**Work order:**
Copy each line from the entries that the word "spire" appears in.

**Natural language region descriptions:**
=== Begin Enclosure ===

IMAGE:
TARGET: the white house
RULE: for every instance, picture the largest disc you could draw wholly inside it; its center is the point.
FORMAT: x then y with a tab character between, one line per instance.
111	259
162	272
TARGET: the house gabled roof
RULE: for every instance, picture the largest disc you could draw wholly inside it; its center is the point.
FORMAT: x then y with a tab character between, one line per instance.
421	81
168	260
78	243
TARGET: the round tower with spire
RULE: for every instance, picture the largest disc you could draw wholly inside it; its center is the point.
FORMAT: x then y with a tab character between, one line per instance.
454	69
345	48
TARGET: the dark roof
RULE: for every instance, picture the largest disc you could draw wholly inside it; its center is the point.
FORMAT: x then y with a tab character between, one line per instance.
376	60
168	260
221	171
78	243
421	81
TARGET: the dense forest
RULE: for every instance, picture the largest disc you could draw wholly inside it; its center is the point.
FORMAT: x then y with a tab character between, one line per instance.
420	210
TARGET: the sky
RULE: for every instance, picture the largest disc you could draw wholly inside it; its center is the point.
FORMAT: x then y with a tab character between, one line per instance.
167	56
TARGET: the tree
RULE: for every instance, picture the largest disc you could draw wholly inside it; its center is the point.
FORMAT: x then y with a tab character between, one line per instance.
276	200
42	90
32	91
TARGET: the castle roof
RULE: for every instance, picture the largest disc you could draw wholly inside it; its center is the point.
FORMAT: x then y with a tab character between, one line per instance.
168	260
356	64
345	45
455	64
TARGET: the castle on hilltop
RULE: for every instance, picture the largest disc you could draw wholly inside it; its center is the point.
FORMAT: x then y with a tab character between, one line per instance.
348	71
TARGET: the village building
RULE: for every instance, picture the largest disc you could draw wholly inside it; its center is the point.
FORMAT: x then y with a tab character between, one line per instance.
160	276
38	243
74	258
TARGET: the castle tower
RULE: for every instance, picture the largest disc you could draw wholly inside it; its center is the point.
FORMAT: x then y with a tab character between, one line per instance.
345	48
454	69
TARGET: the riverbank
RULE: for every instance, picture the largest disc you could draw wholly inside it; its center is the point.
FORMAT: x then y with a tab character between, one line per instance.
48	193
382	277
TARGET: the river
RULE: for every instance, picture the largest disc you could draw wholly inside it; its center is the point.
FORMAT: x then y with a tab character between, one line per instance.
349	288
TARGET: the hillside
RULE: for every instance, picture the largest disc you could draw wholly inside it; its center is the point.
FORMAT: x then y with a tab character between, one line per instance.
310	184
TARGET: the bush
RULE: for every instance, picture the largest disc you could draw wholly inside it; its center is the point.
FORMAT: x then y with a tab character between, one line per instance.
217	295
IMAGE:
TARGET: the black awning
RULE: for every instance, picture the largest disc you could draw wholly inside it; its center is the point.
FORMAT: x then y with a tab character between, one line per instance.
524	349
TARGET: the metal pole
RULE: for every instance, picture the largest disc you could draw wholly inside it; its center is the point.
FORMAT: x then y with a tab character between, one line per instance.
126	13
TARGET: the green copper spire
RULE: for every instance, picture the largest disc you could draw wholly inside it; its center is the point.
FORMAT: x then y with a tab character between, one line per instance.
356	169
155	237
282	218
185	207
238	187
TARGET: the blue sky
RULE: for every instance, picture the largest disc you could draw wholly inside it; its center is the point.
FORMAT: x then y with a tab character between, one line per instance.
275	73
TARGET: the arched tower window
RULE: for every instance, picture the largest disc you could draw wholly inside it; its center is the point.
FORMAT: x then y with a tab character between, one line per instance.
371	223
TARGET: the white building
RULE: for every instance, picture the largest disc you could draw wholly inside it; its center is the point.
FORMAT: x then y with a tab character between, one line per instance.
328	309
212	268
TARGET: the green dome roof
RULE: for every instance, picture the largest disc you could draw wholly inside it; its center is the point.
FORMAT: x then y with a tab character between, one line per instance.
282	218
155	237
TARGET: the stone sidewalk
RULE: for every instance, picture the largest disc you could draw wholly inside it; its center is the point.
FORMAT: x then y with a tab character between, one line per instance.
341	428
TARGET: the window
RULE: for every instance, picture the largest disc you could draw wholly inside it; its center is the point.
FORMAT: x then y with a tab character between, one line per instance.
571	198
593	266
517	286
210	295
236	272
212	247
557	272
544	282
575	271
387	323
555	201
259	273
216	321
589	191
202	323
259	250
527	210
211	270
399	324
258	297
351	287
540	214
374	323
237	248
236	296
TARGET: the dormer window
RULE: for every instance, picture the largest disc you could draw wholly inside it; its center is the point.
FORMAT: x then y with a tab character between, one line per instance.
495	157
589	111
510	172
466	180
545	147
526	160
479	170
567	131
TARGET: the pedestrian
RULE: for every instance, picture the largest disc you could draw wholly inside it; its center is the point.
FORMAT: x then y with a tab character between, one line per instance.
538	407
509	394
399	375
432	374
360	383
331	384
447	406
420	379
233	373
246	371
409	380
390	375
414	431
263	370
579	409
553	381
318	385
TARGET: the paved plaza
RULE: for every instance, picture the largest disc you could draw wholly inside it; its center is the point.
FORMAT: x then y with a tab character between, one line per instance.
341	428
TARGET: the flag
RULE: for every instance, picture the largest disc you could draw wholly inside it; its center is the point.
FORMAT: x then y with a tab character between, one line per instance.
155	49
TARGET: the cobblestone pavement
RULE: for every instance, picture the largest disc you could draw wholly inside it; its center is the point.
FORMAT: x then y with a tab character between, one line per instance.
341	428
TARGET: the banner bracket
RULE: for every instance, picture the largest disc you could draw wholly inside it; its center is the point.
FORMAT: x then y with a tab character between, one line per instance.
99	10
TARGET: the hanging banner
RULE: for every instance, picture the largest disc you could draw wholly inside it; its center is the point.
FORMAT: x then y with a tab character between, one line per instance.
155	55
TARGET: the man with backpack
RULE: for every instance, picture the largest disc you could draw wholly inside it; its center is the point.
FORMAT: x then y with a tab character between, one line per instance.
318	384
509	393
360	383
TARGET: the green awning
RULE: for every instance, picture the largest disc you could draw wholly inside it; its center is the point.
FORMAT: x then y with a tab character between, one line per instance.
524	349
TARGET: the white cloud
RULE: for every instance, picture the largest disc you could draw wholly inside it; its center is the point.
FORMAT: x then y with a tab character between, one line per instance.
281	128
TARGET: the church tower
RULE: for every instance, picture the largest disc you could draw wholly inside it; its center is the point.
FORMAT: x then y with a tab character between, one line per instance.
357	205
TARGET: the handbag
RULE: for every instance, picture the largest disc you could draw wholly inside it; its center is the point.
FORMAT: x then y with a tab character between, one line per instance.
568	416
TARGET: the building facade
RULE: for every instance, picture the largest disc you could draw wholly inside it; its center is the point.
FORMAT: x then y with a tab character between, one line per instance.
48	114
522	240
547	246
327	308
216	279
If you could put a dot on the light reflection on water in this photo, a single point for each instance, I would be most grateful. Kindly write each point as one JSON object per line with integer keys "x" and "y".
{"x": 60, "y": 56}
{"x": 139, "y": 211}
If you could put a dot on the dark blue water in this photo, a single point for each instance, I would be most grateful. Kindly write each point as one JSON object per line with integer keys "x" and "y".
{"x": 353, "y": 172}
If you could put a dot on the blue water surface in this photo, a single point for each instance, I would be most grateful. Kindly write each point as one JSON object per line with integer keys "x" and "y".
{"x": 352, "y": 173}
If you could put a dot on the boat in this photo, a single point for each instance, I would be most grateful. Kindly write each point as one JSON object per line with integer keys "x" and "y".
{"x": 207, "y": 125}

=== End Enclosure ===

**Task response:**
TARGET: the round tower with spire
TARGET: the green copper spire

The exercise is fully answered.